__TEXTABSCHNITT__.
- - - - -

Gute Ergebnisse zeigt das Anbaugebiet auch bei Weißburgunder (Pinot blanc) und Grauburgunder (Pinot gris), die hier zunehmend an Boden und an Freunden gewinnen. Doch darüber hinaus wächst die Sortenvielfalt, an die sich die Winzer heranwagen. Vereinzelt werden Chardonnay und Sauvignon blanc angebaut, selbst mit dem spät reifenden Riesling lassen sich an den besten Standorten ganz erstaunliche Resultate erzielen, wie das Staatsweingut und das Weingut Aufricht in Meersburg beweisen.

Weingüter und Genossenschaften

In Hagnau gründete der Pfarrer und Schriftsteller Heinrich Hansjakob im Jahr 1881 den ersten Winzerverein in Baden, um die Weinbauern vor Preisdumping zu schützen. Mit 135 Hektar verfügt die Genossenschaft über die größten Anbauflächen und hat ein attraktives Winzerhaus geschaffen. Dass auch Winzervereine ihre Mitglieder auf einen hohen Anspruch verpflichten können, hat Hagnau in jüngerer Zeit eindrucksvoll bewiesen.

Ein Signal setzte das Staatsweingut Meersburg (61 Hektar) mit einer eigenen Qualitätspyramide. Für die „Premiumweine“ werden Trauben bei stark reduziertem Ertrag nur aus der besten Parzelle einer Lage verwendet. Lagen- und Gutsweine kommen außer von den am Seeufer gelegenen Meersburger Steillagen wie „Rieschen“, „Bengel“ oder „Jungfernstieg“ auch vom „Olgaberg“ am Hohentwiel, der bis auf 530 Meter hinaufreicht, und von der „Ritterhalde“ in Gailingen am Hochrhein.

Doch auch die kleinen privaten Weingüter setzen neue Akzente. Zu den Aufsteigern gehören Kristin und Thomas Kress (Hagnau) und Peter Krause (Meersburg), auf langer Tradition fußt das Weingut Dilger in Bermatingen. In der anspruchsvollen Gastronomie einen Namen erworben hat sich auch der Meersburger Winzer Thomas Geiger im Ortsteil Riedetsweiler. Der leidenschaftliche Motorradfahrer wird in Fachkreisen auch für seine hochwertigen Destillate gelobt.

- - - - -

__BEREITGESTELLTE DATEN__.
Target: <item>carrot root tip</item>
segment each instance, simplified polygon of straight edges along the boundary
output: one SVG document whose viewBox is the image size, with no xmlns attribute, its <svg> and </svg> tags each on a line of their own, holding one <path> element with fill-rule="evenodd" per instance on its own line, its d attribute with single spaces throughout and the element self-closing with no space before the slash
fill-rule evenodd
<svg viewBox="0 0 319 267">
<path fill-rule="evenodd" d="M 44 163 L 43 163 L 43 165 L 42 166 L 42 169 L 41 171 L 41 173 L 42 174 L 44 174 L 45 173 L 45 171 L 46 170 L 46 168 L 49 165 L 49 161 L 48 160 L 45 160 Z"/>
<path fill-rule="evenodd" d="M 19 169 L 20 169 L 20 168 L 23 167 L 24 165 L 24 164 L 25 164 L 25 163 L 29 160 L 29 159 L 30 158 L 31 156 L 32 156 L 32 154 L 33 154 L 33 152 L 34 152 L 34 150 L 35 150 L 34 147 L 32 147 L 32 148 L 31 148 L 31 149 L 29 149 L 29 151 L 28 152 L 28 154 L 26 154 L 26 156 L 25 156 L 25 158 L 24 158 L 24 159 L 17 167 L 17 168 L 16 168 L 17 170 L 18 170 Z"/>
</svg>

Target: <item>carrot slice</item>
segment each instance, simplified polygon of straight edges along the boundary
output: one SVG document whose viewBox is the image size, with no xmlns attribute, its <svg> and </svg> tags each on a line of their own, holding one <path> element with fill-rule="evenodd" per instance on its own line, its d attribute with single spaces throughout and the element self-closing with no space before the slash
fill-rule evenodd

- - - - -

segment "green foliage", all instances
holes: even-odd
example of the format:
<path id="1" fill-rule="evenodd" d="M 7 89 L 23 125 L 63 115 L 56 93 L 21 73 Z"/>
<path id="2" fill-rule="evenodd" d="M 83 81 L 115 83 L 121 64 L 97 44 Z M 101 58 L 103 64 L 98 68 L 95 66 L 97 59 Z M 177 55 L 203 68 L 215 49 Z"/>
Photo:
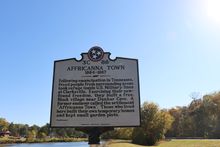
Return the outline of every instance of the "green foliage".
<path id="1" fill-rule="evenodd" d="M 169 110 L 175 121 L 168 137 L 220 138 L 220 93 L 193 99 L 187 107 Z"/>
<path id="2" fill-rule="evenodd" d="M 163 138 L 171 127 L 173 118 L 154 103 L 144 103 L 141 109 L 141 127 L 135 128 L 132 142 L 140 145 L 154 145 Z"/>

- - - - -

__ZU ERLEDIGENDE AUFGABE__. Übersetze den folgenden Satz aus dem Textabschnitt ins Englische: „In Hagnau gründete der Pfarrer und Schriftsteller Heinrich Hansjakob im Jahr 1881 den ersten Winzerverein in Baden, um die Weinbauern vor Preisdumping zu schützen.“ Die Daten spielen hierfür keine Rolle.

__ERGEBNIS__. In Hagnau, the pastor and writer Heinrich Hansjakob founded the first winegrowers' association in Baden in 1881 to protect the winegrowers from price dumping.